So, LightSwitchOps...But it can be very hard to work out which machines you can turn off. There are a couple of really good techniques for this. There's the scream test, just turn the machine off, and find out if anybody screams, that works quite well. But again, you might fear that if you worry you're not gonna be able to turn the machine back on again. Another thing is that all resources are provisioned for six months, and if no one says, "No, I want this again," in six months, then it's not popular enough to warrant being kept on. But again, you've gotta tie this in with the LightSwitchOps. So the idea of LightSwitchOps is that you go through and you take the pain of working out which machines you need to turn off, and you take the risk that you might turn some of them off and not be able to turn them back on again. But from then on, everything is automated so that you can automatically turn it off and on again. And then you test that, and then you use that to turn off machines that are no longer in use, but also machines that are on at the moment, but you don't need to be on. So the obvious example is test systems at the weekend or development environments at night and in the weekends.
LightsSwitchOps, is the idea that you can turn machines on...This all comes from the idea that at night you don't not turn your lights off because you are afraid that they won't turn back on again in the morning. If you were afraid that they wouldn't turn back on again in the morning, you wouldn't turn them off at night. But you always do, and that's...well, with LED light bulbs, it doesn't necessarily save you that much. But in the olden days, it used to save you a lot of money to turn your lights off when you weren't in the room or you were in bed. But it only works because you're quite confident you can turn them back on again. And the aim is that with your systems, you are as confident as turning on your lights that you will be able to turn them back on again, and that way you can turn them off without fear. So that's LightSwitchOps.

▶ [Information supplied]
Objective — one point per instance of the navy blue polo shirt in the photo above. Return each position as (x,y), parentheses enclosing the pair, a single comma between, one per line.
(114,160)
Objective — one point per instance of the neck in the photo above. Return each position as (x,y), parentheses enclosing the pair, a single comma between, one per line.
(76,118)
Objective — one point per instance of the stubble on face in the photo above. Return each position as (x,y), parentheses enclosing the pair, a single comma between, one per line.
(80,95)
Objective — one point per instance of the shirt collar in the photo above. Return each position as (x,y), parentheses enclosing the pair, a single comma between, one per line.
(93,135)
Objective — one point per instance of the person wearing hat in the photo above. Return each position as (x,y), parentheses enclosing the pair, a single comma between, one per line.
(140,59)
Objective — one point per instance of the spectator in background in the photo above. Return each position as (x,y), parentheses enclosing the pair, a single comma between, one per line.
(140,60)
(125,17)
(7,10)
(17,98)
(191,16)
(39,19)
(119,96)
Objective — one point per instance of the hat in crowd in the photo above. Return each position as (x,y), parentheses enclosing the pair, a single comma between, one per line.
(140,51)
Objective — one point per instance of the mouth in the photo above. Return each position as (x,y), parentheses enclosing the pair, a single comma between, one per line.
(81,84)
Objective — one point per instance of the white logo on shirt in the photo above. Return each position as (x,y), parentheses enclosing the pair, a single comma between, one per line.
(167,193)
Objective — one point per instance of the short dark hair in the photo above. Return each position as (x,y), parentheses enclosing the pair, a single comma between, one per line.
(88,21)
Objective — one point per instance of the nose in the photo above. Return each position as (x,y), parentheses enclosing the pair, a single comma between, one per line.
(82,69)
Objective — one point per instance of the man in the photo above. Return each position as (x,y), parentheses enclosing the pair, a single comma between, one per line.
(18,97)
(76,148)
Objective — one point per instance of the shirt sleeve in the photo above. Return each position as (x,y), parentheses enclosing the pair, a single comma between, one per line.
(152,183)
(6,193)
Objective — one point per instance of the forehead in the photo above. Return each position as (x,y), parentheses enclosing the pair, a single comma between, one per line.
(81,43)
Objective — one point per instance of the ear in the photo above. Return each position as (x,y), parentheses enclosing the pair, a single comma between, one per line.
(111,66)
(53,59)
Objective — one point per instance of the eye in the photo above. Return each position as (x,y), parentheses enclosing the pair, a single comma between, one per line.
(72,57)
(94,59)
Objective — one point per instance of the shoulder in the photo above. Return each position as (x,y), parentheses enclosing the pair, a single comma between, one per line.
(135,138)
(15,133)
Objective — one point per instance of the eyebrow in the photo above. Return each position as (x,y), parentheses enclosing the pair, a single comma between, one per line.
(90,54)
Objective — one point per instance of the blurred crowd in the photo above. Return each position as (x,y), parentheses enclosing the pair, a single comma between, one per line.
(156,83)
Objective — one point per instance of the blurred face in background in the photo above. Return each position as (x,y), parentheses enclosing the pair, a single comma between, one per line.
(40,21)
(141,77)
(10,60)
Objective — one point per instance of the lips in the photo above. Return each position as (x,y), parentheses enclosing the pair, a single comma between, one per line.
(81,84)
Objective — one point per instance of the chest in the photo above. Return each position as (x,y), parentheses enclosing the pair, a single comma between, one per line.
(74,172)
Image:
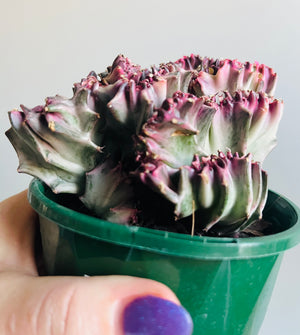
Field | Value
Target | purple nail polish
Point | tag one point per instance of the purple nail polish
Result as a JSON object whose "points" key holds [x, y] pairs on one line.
{"points": [[155, 316]]}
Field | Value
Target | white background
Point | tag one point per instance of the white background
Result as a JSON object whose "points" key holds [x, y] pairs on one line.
{"points": [[46, 46]]}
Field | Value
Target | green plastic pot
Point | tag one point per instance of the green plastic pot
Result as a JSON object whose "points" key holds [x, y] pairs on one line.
{"points": [[225, 283]]}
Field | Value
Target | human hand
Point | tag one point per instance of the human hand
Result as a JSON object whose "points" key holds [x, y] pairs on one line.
{"points": [[40, 305]]}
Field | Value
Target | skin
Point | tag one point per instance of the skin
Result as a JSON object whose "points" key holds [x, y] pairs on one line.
{"points": [[34, 305]]}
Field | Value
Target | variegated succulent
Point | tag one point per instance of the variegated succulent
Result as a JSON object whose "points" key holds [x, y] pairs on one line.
{"points": [[188, 135]]}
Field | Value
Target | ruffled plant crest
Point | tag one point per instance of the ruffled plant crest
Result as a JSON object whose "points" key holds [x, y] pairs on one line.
{"points": [[189, 135]]}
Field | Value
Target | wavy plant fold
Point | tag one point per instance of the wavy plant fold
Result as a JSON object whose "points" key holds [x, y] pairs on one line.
{"points": [[189, 135]]}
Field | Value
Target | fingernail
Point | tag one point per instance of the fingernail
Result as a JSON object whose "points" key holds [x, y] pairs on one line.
{"points": [[151, 315]]}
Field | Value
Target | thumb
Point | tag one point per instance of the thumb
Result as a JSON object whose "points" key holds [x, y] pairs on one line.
{"points": [[108, 305]]}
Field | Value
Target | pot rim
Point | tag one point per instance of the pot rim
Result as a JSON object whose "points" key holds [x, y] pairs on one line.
{"points": [[169, 243]]}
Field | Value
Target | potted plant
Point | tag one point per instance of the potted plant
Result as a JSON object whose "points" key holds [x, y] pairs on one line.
{"points": [[157, 173]]}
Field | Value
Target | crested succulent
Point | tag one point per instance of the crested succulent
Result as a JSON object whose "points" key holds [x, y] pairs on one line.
{"points": [[189, 135], [186, 125], [53, 141], [224, 191]]}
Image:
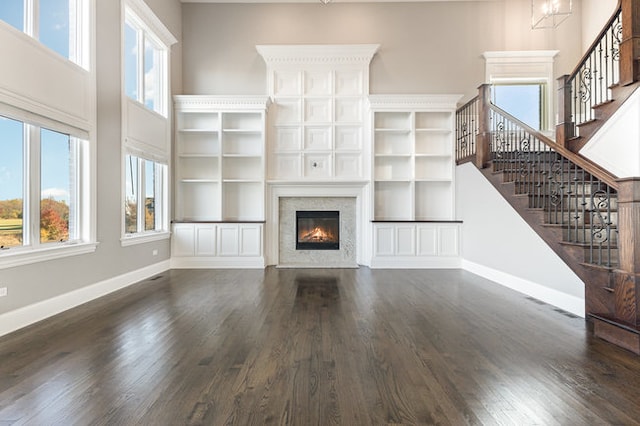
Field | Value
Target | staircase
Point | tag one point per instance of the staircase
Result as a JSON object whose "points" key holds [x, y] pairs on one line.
{"points": [[589, 217]]}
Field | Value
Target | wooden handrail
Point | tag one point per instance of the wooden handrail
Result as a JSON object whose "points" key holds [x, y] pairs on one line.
{"points": [[583, 162], [596, 41]]}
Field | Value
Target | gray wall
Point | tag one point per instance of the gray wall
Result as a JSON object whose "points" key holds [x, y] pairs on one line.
{"points": [[32, 283], [429, 47]]}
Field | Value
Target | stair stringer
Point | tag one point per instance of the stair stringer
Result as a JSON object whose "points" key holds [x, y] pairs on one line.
{"points": [[499, 244]]}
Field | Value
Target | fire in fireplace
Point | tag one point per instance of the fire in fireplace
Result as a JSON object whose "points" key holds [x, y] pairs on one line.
{"points": [[317, 230]]}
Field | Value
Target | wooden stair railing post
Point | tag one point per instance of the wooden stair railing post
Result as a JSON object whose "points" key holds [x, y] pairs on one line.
{"points": [[627, 277], [483, 140], [565, 129], [630, 44]]}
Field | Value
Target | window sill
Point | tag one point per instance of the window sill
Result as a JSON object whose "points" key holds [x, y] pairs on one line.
{"points": [[131, 240], [18, 257]]}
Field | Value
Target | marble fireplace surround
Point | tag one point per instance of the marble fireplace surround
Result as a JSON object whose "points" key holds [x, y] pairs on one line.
{"points": [[283, 201]]}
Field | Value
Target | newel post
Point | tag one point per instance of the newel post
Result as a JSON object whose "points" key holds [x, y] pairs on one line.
{"points": [[565, 129], [483, 141], [627, 277], [630, 44]]}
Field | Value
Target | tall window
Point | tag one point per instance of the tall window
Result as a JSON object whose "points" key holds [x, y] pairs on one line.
{"points": [[40, 199], [145, 95], [58, 24], [144, 66], [11, 183], [145, 186], [524, 101]]}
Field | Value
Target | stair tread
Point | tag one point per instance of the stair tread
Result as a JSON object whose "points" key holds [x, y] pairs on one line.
{"points": [[616, 322]]}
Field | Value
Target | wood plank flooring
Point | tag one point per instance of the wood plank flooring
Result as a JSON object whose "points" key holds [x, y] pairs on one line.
{"points": [[315, 347]]}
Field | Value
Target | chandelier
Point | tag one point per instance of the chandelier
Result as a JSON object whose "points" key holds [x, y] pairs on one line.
{"points": [[549, 13]]}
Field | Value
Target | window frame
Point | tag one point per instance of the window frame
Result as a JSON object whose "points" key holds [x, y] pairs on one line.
{"points": [[529, 66], [161, 209], [542, 98], [79, 30], [33, 250], [145, 30], [143, 142]]}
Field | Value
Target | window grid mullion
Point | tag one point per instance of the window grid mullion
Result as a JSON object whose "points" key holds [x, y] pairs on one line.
{"points": [[34, 183], [140, 65], [141, 195]]}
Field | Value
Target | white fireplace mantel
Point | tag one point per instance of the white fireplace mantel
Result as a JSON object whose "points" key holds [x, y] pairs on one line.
{"points": [[356, 189]]}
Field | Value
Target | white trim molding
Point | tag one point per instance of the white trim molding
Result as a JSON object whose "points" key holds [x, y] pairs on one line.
{"points": [[413, 102], [27, 315], [318, 54], [357, 189], [528, 66], [564, 301]]}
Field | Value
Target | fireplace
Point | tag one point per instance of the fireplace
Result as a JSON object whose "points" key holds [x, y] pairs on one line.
{"points": [[317, 230]]}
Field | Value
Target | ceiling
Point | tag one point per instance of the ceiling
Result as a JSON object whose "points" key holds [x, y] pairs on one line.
{"points": [[317, 1]]}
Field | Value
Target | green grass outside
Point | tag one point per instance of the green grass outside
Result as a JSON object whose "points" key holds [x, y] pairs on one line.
{"points": [[10, 232]]}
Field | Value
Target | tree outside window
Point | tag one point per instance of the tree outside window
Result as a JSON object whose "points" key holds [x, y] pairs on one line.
{"points": [[144, 186]]}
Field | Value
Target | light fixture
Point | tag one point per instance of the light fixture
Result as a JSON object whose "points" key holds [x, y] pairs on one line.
{"points": [[549, 13]]}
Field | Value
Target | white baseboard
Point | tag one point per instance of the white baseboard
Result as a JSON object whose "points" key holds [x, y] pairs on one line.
{"points": [[415, 262], [564, 301], [213, 262], [27, 315]]}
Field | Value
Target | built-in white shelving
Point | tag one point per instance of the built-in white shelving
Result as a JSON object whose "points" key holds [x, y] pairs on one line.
{"points": [[220, 158], [219, 181], [413, 157]]}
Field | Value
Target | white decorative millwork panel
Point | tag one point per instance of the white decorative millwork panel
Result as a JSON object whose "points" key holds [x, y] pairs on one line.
{"points": [[350, 82], [348, 138], [320, 91], [317, 138], [348, 110], [287, 83], [317, 110], [287, 139], [317, 83], [217, 245]]}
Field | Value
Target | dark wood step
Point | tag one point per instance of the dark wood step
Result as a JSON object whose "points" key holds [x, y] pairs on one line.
{"points": [[614, 331]]}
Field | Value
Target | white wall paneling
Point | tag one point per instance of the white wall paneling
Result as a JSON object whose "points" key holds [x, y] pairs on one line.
{"points": [[217, 245], [319, 94]]}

▶ [Given exercise 1] In the LightSwitchOps passage, how does the scream test work?
▶ [Given exercise 2] Reproduce the LightSwitchOps passage word for word, beginning at "LightsSwitchOps, is the" and stopping after "So that's LightSwitchOps.".
This material has no connection to the LightSwitchOps passage.

▶ [Answer 1] You turn the machine off and find out if anybody screams.

▶ [Answer 2]
LightsSwitchOps, is the idea that you can turn machines on...This all comes from the idea that at night you don't not turn your lights off because you are afraid that they won't turn back on again in the morning. If you were afraid that they wouldn't turn back on again in the morning, you wouldn't turn them off at night. But you always do, and that's...well, with LED light bulbs, it doesn't necessarily save you that much. But in the olden days, it used to save you a lot of money to turn your lights off when you weren't in the room or you were in bed. But it only works because you're quite confident you can turn them back on again. And the aim is that with your systems, you are as confident as turning on your lights that you will be able to turn them back on again, and that way you can turn them off without fear. So that's LightSwitchOps.